▶ [Instruções]
1 > Segundo o texto sobre pânico moral, com qual pseudônimo foi publicado o livro “Quero Scat”?
2 > Prossiga com o texto sobre pânico moral a partir da última frase apresentada.

Pânico moral como estratégia conservadora
O conservadorismo há muito acusa as minorias sexuais de terem operado as verdadeiras mudanças políticas e relacionais dos últimos anos. Apesar do cataclismo e invencionismos de toda sorte, há sim um ponto importante: como a moral sexual impacta o campo do político, e como o capitalismo coopta as lutas das minorias sexuais, e de outras minorias no geral, a fim de pervertê-las, objetificá-las e convertê-las em lucro.
Dentre as notícias que surgiram recentemente em sites fofoca, a mais escandalosa e cotada para ocupar também os cadernos de política e de comportamento é o livro “Quero Scat”, publicado por Gustavo Scat, pseudônimo do ator e comediante que interpreta Zecão em um dos live actions da franquia Turma da Mônica.
Que fique claro aqui, que se meter em um assunto escatológico sem se sujar, talvez seja querer demais, mas sigamos neste exercício especulativo das possíveis consequências (que podem nunca ocorrer) destes dois incidentes seguidos: a publicação do livro “Quero Scat”, e a saída forçada do anonimato que o ator sofreu.
“Vazaram meu nome”. Opto aqui por nomear o ator em questão somente como Gustavo Scat, porque o texto é sobre o acontecimento midiático em torno deste fetiche praticado por uma pessoa relativamente conhecida. Ademais, assim como o ator mencionou em um de seus stories do Instagram, após uma conversa com sua psicóloga, o fetiche é só uma parte de quem ele é.

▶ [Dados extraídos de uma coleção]
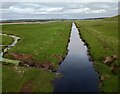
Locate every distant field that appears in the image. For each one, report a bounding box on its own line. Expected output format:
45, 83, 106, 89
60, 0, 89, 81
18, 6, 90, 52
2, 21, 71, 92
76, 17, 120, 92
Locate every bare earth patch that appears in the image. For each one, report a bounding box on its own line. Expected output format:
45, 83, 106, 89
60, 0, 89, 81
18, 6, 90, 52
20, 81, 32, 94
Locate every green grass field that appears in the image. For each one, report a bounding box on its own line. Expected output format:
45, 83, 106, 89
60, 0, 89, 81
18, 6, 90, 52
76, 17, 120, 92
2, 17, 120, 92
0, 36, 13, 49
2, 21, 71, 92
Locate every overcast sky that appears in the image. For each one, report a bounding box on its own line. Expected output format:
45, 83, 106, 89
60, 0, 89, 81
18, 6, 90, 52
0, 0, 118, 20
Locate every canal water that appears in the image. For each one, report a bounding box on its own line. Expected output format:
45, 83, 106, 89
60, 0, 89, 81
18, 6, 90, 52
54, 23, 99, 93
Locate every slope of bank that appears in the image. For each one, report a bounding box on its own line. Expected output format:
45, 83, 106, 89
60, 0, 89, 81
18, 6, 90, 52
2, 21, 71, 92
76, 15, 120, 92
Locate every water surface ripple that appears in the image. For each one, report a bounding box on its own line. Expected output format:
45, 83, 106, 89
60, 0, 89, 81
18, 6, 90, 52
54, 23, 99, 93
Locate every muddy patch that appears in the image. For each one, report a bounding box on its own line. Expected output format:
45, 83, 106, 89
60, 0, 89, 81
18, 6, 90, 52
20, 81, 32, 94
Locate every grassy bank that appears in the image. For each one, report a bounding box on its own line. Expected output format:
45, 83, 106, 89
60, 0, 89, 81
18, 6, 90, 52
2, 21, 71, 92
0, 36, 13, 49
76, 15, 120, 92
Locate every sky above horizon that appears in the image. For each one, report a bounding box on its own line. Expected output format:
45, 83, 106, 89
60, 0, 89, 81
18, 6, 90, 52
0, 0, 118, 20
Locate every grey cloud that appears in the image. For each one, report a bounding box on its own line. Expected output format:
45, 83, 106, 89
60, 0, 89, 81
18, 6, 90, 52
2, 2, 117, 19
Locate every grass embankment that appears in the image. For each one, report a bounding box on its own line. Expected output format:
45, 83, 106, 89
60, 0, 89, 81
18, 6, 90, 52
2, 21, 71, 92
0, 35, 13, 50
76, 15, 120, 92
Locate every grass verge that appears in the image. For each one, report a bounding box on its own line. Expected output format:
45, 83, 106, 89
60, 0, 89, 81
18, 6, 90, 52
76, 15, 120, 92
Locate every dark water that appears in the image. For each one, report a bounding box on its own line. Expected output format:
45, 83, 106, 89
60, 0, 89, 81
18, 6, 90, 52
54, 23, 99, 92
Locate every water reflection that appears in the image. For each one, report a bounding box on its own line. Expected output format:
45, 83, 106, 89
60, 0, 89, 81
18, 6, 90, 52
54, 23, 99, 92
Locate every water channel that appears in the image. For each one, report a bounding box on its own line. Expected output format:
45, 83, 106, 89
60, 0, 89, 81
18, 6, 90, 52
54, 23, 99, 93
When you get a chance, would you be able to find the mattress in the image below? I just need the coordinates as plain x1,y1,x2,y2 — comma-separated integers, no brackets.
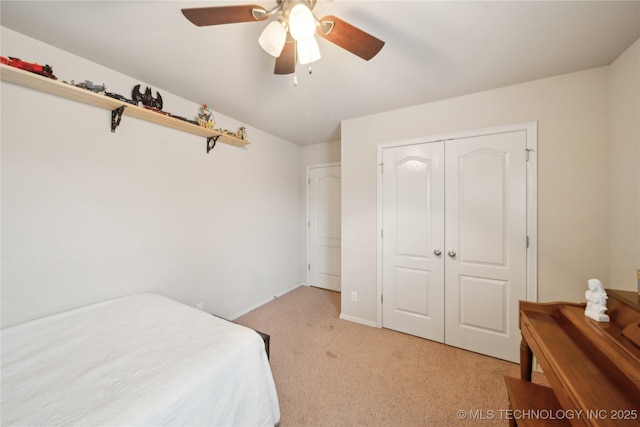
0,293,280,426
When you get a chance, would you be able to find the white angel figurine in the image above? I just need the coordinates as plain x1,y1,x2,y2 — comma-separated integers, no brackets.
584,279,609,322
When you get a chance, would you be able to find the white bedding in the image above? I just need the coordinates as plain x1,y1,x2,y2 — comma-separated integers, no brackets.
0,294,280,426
---
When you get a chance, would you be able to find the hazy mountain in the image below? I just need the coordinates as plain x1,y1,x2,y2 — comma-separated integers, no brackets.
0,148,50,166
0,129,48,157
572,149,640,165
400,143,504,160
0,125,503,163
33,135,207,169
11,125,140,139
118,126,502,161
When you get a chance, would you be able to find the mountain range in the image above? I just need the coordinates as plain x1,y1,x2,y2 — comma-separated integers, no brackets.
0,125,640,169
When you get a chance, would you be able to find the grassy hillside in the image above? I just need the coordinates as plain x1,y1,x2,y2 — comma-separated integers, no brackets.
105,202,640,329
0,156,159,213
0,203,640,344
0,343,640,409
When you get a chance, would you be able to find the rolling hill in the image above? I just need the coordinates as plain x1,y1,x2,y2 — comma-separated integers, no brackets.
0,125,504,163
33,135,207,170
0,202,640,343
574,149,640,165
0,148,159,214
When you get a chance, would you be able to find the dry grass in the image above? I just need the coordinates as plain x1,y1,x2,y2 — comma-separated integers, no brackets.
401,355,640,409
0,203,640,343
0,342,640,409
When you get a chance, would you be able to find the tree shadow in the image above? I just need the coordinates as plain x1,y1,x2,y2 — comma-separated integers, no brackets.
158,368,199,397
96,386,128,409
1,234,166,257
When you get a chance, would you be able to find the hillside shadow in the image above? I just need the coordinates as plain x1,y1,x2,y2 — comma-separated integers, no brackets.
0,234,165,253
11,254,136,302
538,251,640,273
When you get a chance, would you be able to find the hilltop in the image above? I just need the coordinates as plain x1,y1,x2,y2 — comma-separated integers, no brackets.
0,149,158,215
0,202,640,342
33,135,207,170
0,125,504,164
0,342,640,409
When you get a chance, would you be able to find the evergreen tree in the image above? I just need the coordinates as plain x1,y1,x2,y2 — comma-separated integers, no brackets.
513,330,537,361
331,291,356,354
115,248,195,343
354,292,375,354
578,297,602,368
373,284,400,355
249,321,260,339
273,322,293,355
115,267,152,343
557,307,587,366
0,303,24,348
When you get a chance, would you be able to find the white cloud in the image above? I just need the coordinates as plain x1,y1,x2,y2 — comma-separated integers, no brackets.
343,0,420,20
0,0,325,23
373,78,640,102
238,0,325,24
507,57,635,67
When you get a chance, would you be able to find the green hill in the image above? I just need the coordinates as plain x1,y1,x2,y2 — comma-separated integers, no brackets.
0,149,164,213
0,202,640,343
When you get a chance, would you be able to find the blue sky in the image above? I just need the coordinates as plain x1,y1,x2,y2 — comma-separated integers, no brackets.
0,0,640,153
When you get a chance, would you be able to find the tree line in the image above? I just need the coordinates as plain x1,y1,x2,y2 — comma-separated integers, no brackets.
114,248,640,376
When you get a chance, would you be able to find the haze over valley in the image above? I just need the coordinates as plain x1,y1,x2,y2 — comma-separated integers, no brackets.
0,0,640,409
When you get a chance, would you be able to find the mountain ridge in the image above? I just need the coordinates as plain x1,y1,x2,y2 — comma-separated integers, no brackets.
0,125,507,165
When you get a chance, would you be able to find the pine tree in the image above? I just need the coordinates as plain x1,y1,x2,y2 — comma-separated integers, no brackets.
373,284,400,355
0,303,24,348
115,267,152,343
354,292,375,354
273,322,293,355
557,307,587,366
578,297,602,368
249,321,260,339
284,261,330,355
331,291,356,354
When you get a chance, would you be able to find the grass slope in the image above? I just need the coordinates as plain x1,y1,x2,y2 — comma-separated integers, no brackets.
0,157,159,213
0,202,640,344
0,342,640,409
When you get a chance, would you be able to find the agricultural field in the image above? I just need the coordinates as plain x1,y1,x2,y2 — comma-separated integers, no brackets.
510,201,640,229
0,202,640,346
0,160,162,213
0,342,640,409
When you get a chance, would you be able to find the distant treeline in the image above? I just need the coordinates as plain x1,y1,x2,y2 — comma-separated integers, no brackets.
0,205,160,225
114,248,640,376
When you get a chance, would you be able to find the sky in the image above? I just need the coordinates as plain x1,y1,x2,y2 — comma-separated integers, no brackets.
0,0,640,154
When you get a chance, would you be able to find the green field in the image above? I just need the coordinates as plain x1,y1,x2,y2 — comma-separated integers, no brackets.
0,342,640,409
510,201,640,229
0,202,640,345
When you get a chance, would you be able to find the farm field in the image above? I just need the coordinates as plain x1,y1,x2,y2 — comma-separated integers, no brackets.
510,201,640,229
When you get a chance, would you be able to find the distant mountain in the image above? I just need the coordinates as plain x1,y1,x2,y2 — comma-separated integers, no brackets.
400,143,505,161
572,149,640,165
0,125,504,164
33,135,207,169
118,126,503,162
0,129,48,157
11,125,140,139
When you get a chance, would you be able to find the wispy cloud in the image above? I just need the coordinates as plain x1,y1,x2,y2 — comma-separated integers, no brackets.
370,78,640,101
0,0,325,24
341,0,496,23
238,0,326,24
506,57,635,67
--
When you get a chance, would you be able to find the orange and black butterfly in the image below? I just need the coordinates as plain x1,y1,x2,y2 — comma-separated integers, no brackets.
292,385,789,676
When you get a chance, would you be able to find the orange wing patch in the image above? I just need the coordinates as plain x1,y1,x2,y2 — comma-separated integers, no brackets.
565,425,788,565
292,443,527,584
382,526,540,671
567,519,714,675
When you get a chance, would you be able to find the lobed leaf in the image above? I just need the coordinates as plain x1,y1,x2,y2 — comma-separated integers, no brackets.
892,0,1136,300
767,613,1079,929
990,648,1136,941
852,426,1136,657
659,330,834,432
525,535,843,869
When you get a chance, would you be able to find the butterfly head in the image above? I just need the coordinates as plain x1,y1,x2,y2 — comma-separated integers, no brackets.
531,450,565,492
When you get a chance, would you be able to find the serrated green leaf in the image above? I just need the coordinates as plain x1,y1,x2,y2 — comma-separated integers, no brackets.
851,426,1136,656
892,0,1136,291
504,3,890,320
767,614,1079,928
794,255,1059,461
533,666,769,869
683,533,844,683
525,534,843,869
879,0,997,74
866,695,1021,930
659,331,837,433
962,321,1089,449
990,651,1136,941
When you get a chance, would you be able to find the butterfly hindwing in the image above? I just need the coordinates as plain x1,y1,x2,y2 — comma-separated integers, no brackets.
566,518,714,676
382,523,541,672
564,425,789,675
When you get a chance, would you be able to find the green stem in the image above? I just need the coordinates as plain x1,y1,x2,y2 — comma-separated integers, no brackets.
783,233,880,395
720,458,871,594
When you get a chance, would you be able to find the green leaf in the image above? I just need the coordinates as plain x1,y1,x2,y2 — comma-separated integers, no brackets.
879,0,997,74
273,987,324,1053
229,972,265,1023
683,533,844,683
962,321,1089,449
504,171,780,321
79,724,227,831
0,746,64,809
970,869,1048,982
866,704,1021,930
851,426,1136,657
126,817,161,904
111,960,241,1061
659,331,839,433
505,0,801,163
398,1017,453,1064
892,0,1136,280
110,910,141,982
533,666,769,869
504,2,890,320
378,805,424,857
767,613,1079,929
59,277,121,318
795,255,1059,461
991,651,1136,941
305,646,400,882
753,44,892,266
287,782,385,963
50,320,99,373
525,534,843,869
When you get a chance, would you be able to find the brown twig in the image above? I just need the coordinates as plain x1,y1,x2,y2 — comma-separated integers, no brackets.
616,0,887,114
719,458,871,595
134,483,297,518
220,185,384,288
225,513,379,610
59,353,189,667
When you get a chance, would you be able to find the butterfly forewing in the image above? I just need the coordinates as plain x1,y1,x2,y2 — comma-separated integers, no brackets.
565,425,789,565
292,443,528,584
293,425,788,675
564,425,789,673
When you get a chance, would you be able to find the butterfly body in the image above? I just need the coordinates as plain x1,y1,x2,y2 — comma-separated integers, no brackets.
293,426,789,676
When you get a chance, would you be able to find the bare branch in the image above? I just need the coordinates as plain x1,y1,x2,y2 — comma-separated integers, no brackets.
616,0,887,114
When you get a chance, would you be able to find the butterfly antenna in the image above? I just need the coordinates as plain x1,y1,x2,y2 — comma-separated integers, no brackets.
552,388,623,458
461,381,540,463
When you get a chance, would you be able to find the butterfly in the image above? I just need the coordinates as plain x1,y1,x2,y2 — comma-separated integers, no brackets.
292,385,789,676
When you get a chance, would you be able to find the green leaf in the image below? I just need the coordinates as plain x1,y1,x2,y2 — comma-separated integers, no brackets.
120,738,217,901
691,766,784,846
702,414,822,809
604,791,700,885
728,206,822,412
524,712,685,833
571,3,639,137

▶ [Resultados do exercício]
1 > Gustavo Scat.

2 >
Uma vez que a temática veio à tona e está sendo debatida a partir do nojo e do deboche, duas formas privilegiadas de se lidar com o horror, é muito provável que num futuro pouco longínquo psicólogos, psicanalistas e teóricos queer/feministas sejam convidados a falar sobre a prática. E em se tratando de psicologia, esta é muito convocada pelo senso comum e os dispositivos de patologização, ao passo que a psicanálise hoje em dia mal tem se furtado de dizer sobre qualquer assunto.
Somos tão responsáveis pelo o que não dizemos quanto pelo o que falamos, portanto, sobre o ator, comediante, sujeito, pessoa jurídica em questão, não há nada a ser dito. A questão que importa mais é como essa temática circula, mostrando um primeiro consenso aparente que Scat, a escatologia, é uma prática nojenta, bizarra e doentia, cometida por sujeitos doentes, perversos e quiça perigosos – inclusive por trazer a pauta para a vida pública.
Sobre a prática em si, se algo for permitido ser dito a partir da psicanálise, Freud faz um movimento interessante ao nomear toda sorte de práticas sexuais consideradas abjetas em sua época, não para dizer que elas eram normais, mas que, pelo contrário, a sexualidade humana é sempre perversamente orientada, para fins que nada visam a reprodução, e polimorfa, na medida em que se dá numa infinidade de práticas e de objetos.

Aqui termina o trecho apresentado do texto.